Work to be completed:
Return each line of the entries below that contains the string "xmin".

Annotated coordinate records
=======

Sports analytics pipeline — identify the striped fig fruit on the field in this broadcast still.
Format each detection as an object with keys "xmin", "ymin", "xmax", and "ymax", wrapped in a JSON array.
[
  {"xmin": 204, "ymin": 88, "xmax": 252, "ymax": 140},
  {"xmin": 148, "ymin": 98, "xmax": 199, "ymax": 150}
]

=======

Exercise result:
Format each detection as an object with keys "xmin", "ymin", "xmax", and "ymax", wrapped in a JSON array.
  {"xmin": 204, "ymin": 88, "xmax": 252, "ymax": 140},
  {"xmin": 148, "ymin": 98, "xmax": 199, "ymax": 150}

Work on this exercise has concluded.